AZIONE RICHIESTA 1:
Stabilisci se ciascuna affermazione concorda con il brano, rispondendo sì o no e citando alla lettera le parole decisive del testo: (a) Helman conobbe Enrico Berlinguer a Bratislava nel 1953; (b) a Cuba l'addestramento durò più di un anno; (c) Helman fondò il gruppo guerrigliero da solo.
AZIONE RICHIESTA 2:
Riscrivi sotto forma di elenco, per favore, il paragrafo del brano che inizia con «Ne “Il Militante” racconta la sua gioventù», mantenendone i fatti principali.
AZIONE RICHIESTA 3:
Ricopia senza modifiche la parte del brano che va da "04 luglio 2006" fino a "amati, stimati, rimpianti." compreso.

BRANO SCELTO:
☆ ☆ ☆ ☆ ☆

04 luglio 2006

"Il militante" di A. Helman

“Il militante” di Alfredo Helman si potrebbe definire una biografia, o come vorrebbe l’autore, un testamento. Ma forse sarebbe più corretto chiamarlo “Storia” con la S maiuscola. Nella vita di Helman è infatti passata la Storia, attraverso i volti e le parole dei personaggi con cui è entrato in contatto, primo fra tutti quelle del comandante Che Guevara, ma anche di molti altri, famosi e non, alcuni qui rievocati perché amati, stimati, rimpianti.
Un passato da guerrigliero illustre, quello di Helman, tanto da guadagnarsi una menzione in “Diario in Bolivia” di Che Guevara e una, 30 anni dopo, nel saggio sul mito di ogni rivoluzionario “Senza perdere la tenerezza” di Paco Ignacio Taibo II.
Ne “Il Militante” racconta la sua gioventù, che lo ha portato in Cina da Chu En Lai (braccio destro di Mao), a Mosca da Kruscev e a Bratislava dove nel 1953 ha conosciuto un giovanissimo Enrico Berlinguer. Ma anche a Santa Clara, Cuba, per un addestramento come guerrigliero con il fucile in braccio e un sogno in mente: riportare il medico argentino nel suo paese natale e avviare una rivoluzione basata più sulla forza della persuasione che sulla lotta armata. Una rivoluzione in odore di utopia. Helman è geneticamente comunista, la sua militanza nel partito lo ha portato a contatto con paesi in cui l’ideale di sinistra si è trasformato in realtà. Una realtà che si è rivelata non sempre idilliaca come si sarebbe voluto. Per questo, e forse per l’ostracismo del partito comunista argentino nei confronti di Cuba, Helman decide, con tre compagni e un centinaio di seguaci, di fondare un gruppo guerrigliero e inizia l’addestramento a Santa Clara:

“ Noi giovani – racconta Helman – dormivamo in una caserma messa a disposizione da Fidel Castro, ci allenavamo a lunghe marce su terreni impervi e a sparare con i fucili F.A.L., in dotazione all’esercito argentino al quale avremmo dovuto rubare le armi se Guevara fosse riuscito a esportare la rivoluzione. Siamo rimasti a Cuba 3 o 4 mesi, e in quel tempo un cubano aveva informato via radio il “Che” che un gruppo di guerriglieri si stava addestrando per unirsi a lui.. E’ così che ha saputo di me: ero il capo di uno dei quattro gruppi che avrebbero dovuto raggiungerlo in Bolivia. Poi si sono interrotti i contatti Cuba-Bolivia……”

☆ ☆ ☆ ☆ ☆

VOCI FORNITE:
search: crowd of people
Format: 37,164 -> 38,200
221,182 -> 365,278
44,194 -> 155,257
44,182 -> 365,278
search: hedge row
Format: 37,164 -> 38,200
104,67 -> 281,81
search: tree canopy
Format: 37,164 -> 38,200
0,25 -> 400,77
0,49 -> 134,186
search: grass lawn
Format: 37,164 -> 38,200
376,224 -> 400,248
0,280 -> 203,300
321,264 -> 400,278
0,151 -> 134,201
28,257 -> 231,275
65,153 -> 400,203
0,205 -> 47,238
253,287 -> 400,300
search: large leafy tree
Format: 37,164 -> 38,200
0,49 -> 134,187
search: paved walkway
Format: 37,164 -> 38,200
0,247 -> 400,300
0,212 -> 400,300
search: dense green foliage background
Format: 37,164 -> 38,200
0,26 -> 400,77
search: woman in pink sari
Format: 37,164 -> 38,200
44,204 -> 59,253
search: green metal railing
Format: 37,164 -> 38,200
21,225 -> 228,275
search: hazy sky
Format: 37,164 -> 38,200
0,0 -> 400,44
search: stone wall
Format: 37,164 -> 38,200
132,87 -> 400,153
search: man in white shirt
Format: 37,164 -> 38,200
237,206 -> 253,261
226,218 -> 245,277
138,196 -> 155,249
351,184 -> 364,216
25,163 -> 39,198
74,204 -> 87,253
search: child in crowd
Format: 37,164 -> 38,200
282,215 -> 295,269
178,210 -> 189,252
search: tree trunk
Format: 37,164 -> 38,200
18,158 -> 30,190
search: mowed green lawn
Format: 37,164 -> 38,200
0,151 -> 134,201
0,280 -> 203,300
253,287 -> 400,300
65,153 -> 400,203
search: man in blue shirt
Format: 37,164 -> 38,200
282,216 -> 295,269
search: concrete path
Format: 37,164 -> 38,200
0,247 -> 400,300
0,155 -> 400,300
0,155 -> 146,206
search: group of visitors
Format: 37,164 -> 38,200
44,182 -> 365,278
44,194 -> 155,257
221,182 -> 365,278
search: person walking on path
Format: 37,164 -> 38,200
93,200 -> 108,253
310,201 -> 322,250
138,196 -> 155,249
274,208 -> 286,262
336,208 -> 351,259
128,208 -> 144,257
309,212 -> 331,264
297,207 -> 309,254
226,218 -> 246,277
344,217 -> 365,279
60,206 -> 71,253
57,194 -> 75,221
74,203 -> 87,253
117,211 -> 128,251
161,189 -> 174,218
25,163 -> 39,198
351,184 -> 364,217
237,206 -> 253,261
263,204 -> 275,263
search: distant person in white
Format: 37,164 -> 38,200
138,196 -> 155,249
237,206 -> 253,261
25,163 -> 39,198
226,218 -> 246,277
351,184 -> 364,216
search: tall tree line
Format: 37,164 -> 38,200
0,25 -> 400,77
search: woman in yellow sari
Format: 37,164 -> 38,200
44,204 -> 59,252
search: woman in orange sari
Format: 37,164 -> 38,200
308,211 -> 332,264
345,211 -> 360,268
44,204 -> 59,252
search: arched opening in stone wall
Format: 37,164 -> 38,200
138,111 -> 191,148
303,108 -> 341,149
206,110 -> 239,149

☆ ☆ ☆ ☆ ☆

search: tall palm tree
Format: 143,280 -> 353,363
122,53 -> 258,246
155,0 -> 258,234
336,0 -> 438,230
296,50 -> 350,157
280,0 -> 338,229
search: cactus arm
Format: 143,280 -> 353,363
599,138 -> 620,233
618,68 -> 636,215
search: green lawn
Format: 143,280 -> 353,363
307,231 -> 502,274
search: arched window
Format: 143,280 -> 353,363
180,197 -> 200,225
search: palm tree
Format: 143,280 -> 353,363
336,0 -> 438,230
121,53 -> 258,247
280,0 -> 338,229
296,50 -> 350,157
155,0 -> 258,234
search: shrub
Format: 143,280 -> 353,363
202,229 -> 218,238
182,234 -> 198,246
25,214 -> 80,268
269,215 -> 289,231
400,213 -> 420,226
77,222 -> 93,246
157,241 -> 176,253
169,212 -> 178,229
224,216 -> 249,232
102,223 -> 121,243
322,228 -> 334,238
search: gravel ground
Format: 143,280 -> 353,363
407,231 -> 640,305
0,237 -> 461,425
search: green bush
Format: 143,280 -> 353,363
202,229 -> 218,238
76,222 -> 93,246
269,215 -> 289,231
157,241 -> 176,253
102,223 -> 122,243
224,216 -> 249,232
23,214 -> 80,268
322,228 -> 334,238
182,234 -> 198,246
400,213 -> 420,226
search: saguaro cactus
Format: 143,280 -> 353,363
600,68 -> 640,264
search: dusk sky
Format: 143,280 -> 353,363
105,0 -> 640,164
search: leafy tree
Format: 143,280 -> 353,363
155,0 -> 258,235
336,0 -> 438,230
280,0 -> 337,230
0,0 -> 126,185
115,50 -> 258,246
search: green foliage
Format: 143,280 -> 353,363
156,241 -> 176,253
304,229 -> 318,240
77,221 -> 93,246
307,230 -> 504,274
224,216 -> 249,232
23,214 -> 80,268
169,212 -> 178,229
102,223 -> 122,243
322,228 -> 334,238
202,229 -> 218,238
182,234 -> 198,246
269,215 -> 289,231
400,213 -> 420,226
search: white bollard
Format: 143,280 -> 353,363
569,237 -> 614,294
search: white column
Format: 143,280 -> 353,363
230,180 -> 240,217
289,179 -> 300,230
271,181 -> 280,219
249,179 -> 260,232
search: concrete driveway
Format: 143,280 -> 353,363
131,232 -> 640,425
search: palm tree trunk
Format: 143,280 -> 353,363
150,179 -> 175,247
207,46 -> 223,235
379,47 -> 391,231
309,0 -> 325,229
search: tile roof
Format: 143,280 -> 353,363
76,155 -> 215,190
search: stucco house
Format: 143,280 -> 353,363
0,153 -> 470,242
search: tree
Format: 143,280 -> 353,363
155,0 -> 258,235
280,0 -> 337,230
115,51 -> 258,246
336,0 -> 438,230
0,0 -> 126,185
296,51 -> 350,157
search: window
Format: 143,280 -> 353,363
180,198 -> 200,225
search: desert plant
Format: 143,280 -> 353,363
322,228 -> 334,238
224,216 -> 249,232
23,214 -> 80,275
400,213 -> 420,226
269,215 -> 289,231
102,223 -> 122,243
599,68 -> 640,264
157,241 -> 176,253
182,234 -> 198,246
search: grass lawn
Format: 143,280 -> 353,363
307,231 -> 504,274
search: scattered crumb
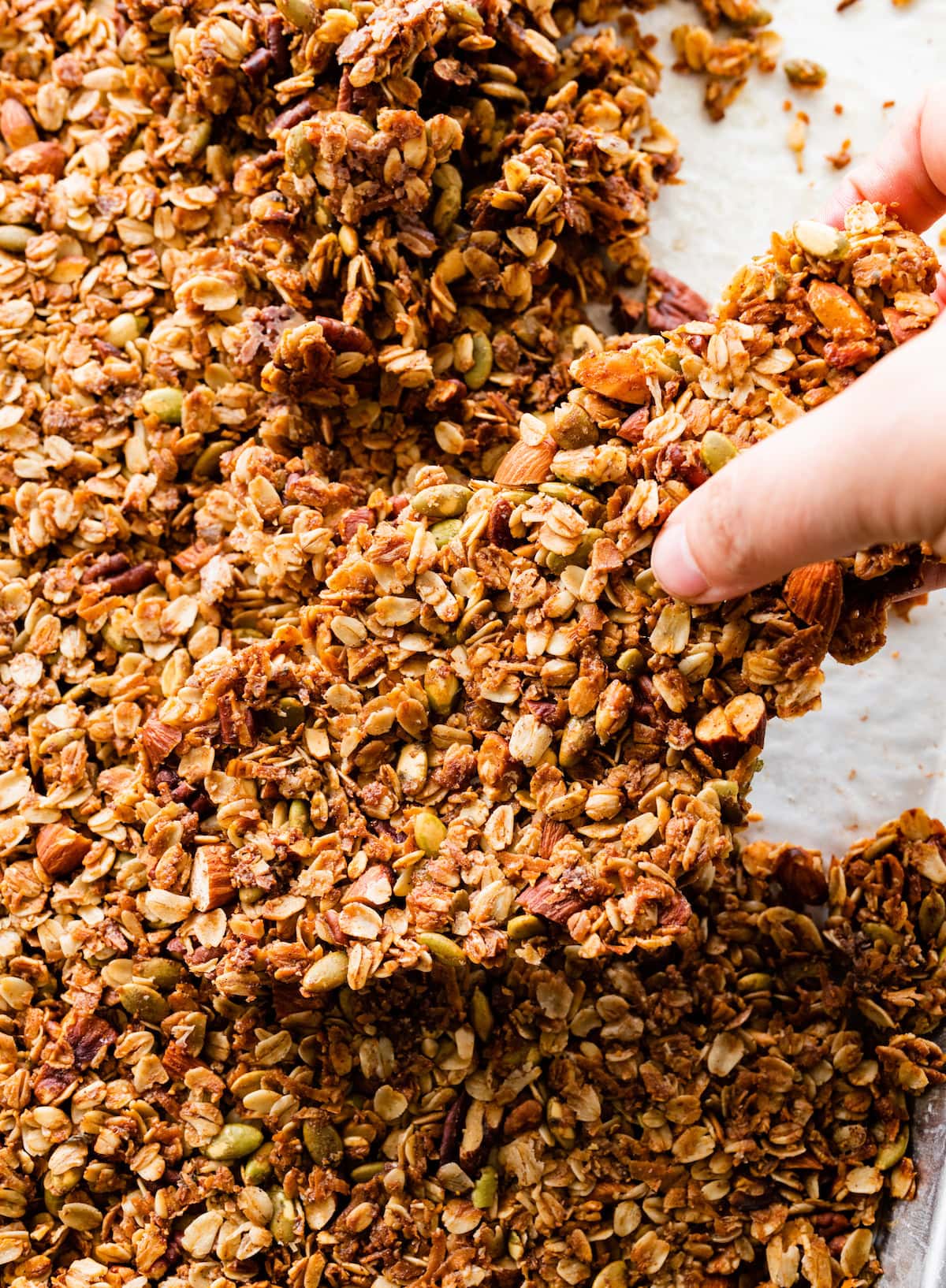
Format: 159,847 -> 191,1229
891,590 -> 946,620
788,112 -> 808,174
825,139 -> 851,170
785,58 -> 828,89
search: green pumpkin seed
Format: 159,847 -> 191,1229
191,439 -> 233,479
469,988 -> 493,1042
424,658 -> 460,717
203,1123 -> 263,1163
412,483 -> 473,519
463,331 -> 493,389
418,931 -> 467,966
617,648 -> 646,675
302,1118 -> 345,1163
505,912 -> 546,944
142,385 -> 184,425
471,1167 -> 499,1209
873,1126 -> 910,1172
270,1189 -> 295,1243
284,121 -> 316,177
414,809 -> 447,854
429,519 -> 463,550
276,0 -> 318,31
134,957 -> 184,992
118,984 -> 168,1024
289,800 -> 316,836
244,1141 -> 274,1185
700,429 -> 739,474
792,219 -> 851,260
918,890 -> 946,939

☆ ☆ ☆ ☆ ☆

SOLUZIONE 1:
(a) Sì: "a Bratislava dove nel 1953 ha conosciuto un giovanissimo Enrico Berlinguer".
(b) No: "Siamo rimasti a Cuba 3 o 4 mesi".
(c) No: "con tre compagni e un centinaio di seguaci".

SOLUZIONE 2:
- Helman racconta la propria gioventù. È stato in Cina da Chu En Lai, braccio destro di Mao, e a Mosca da Kruscev. A Bratislava, nel 1953, ha conosciuto un giovanissimo Enrico Berlinguer.
- A Santa Clara, Cuba, si è addestrato come guerrigliero. Sognava di riportare il medico argentino nel suo paese natale e di avviare una rivoluzione basata più sulla persuasione che sulla lotta armata, un progetto in odore di utopia.
- È comunista per natura. La militanza nel partito lo ha messo a contatto con paesi in cui l'ideale di sinistra era diventato realtà, una realtà non sempre idilliaca.
- Per questo, e forse per l'ostracismo del partito comunista argentino verso Cuba, ha fondato un gruppo guerrigliero con tre compagni e un centinaio di seguaci. Ha poi iniziato l'addestramento a Santa Clara.

SOLUZIONE 3:
04 luglio 2006

"Il militante" di A. Helman

“Il militante” di Alfredo Helman si potrebbe definire una biografia, o come vorrebbe l’autore, un testamento. Ma forse sarebbe più corretto chiamarlo “Storia” con la S maiuscola. Nella vita di Helman è infatti passata la Storia, attraverso i volti e le parole dei personaggi con cui è entrato in contatto, primo fra tutti quelle del comandante Che Guevara, ma anche di molti altri, famosi e non, alcuni qui rievocati perché amati, stimati, rimpianti.